# [Page]
========

Posted by Jonah Lowenfeld
The reelection campaign for Rep. Howard Berman (D) is launching a multi-media attack on Rep. Brad Sherman (D) highlighting Sherman’s having collected at least $425,000 in interest – and perhaps as much as $461,000 – on personal loans made to his various campaign committees over the course of his decades-long career.
Sherman, who is running against Berman for reelection in the 30th district in the West San Fernando Valley, first charged interest on loans to his campaign committees in 1989. The practice is legal but not widely used; some election law observers decry it as unethical.
Sherman has not collected interest on loans made to his campaign committees since 2005, but over the 17 preceding years, he made loans to three different campaign committees and collected interest on those loans. Sherman regularly left those loans on the books for long stretches of time, even when his comittee had sufficient funds to pay them back. He also collected interest on interest that had accrued even after the principal amount of the loan had been repaid.
The Berman campaign has acknowledged that Sherman did not charge exorbitant rates of interest on the loans; the Sherman campaign said that interest was paid at a rate two percent less than the returns being offered at an ordinary bank.

========

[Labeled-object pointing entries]
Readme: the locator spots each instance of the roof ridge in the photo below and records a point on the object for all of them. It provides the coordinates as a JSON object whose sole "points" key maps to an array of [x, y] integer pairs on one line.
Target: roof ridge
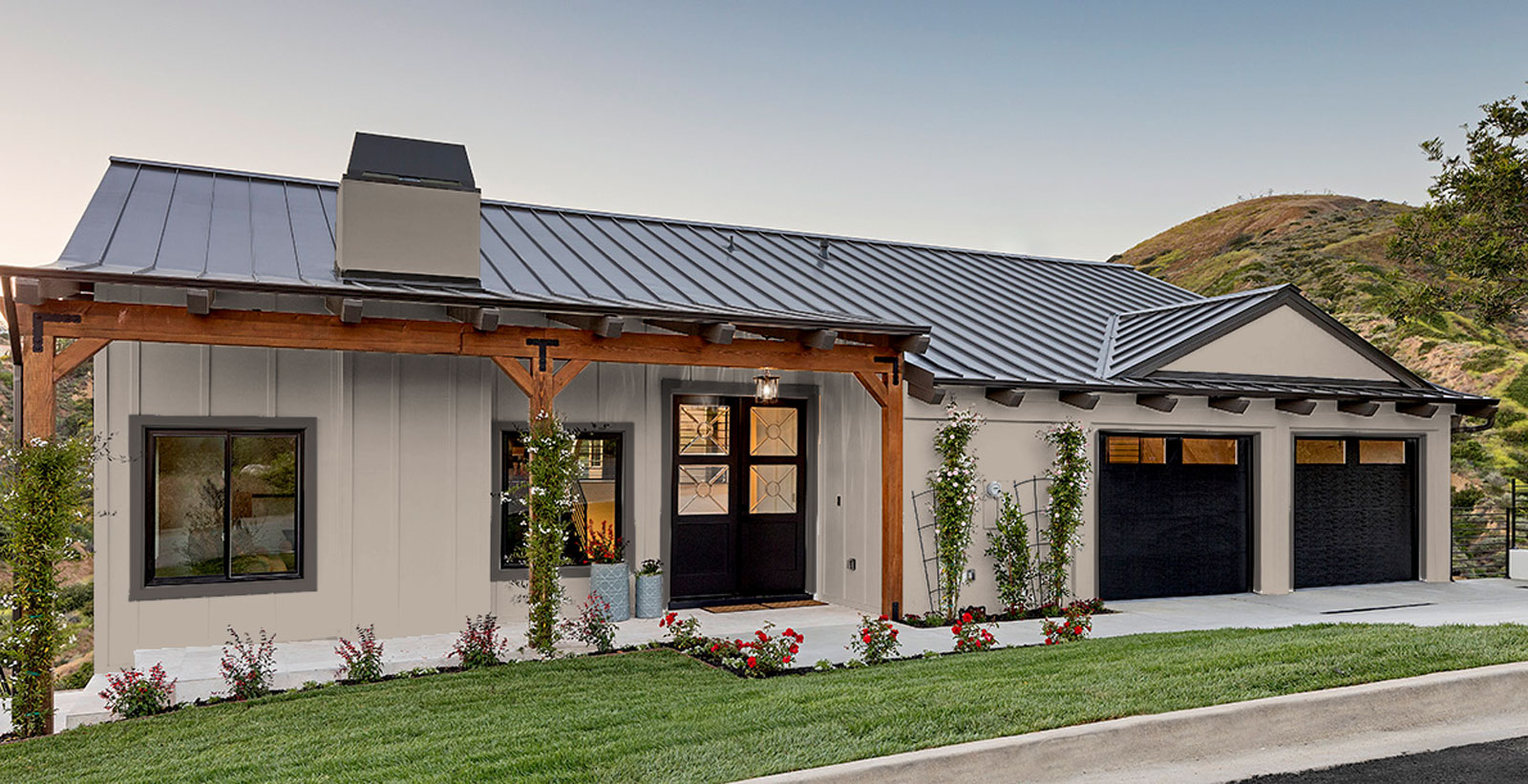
{"points": [[653, 219], [1209, 300]]}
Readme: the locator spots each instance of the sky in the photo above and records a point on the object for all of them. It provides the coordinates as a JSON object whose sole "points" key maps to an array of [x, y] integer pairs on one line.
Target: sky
{"points": [[1051, 129]]}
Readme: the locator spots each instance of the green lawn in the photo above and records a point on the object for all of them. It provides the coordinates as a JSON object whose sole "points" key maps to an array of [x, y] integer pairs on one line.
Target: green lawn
{"points": [[661, 715]]}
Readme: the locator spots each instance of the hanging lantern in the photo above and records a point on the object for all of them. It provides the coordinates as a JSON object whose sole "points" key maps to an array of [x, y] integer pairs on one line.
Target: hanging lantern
{"points": [[766, 387]]}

========

# [Jobs]
1 > Reproduce the campaign article word for word.
2 > Rewrite the entries starting at the line containing "Readme: the locator spots each instance of the sky" and ending with the last entry, putting "detector" wherever "locator" appears and changing nothing else.
The entries have no connection to the campaign article.

# [Task-by-task outputs]
1 >
Posted by Jonah Lowenfeld
The reelection campaign for Rep. Howard Berman (D) is launching a multi-media attack on Rep. Brad Sherman (D) highlighting Sherman’s having collected at least $425,000 in interest – and perhaps as much as $461,000 – on personal loans made to his various campaign committees over the course of his decades-long career.
Sherman, who is running against Berman for reelection in the 30th district in the West San Fernando Valley, first charged interest on loans to his campaign committees in 1989. The practice is legal but not widely used; some election law observers decry it as unethical.
Sherman has not collected interest on loans made to his campaign committees since 2005, but over the 17 preceding years, he made loans to three different campaign committees and collected interest on those loans. Sherman regularly left those loans on the books for long stretches of time, even when his comittee had sufficient funds to pay them back. He also collected interest on interest that had accrued even after the principal amount of the loan had been repaid.
The Berman campaign has acknowledged that Sherman did not charge exorbitant rates of interest on the loans; the Sherman campaign said that interest was paid at a rate two percent less than the returns being offered at an ordinary bank.

2 >
Readme: the detector spots each instance of the sky in the photo above and records a point on the object for all of them. It provides the coordinates as a JSON object whose sole "points" key maps to an array of [x, y] integer pairs on one line.
Target: sky
{"points": [[1051, 129]]}
Readme: the detector spots each instance of the green lawn in the photo above and records a point on the object for all of them. It provides the coordinates as a JSON object whose sole "points" key maps to an array of [x, y] integer pairs on one line.
Target: green lawn
{"points": [[661, 715]]}
Readme: the detector spots each instance of the hanging lantern in the photo above and records a point on the object for all of them. It provides the coordinates as a JSON object whose sole "points" key maps to an array of [x, y] integer pairs on one line.
Target: hanging lantern
{"points": [[766, 387]]}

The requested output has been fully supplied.